[Challenge]
Extract every line of the material below that contains the string "list", and copy each one in full. Case counts.

[Stored data]
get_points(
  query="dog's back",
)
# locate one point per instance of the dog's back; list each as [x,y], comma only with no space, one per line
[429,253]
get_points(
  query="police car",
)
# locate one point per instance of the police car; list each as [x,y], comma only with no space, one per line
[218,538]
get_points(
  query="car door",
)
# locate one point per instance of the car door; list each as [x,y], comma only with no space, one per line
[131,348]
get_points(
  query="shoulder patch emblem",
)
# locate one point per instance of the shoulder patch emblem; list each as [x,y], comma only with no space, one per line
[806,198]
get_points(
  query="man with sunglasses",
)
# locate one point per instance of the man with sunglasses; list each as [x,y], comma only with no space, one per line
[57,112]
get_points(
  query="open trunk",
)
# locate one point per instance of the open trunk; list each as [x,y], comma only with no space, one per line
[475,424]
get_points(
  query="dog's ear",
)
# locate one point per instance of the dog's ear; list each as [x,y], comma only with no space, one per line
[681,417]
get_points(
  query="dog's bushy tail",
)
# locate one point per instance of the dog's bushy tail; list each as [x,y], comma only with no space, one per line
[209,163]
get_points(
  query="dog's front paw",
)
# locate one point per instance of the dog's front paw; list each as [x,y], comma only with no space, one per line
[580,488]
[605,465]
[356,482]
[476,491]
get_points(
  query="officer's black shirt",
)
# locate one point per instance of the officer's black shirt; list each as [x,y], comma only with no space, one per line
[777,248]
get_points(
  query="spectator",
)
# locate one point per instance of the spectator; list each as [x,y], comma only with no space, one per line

[Answer to this task]
# locate one point per instance of the dog's back; list each as [x,y], comma only with no space, one per line
# locate one point per instance of the police car; list each as [x,y], comma only with no space, one per line
# locate one point per instance of the car door; list each as [x,y], comma only with no space, one per line
# locate one point per instance of the shoulder patch emblem; list each as [x,y], comma only with no space, one per line
# locate one point per instance of the man with sunglasses; list each as [x,y], comma only with no space, one per line
# locate one point per instance of the open trunk; list each as [x,y], comma only with no space, one per line
# locate one point per instance of the dog's ear; list each as [x,y], comma only with no space, one per line
# locate one point per instance of the dog's bushy tail; list each as [x,y], comma only with no space, one per line
# locate one point per instance of the dog's front paw; list each as [x,y], comma only with no space, one per line
# locate one point per instance of the officer's black shirt; list each as [x,y], comma only with no space, one per line
# locate one point per instance of the spectator; list each as [x,y], comma only with no space, one per line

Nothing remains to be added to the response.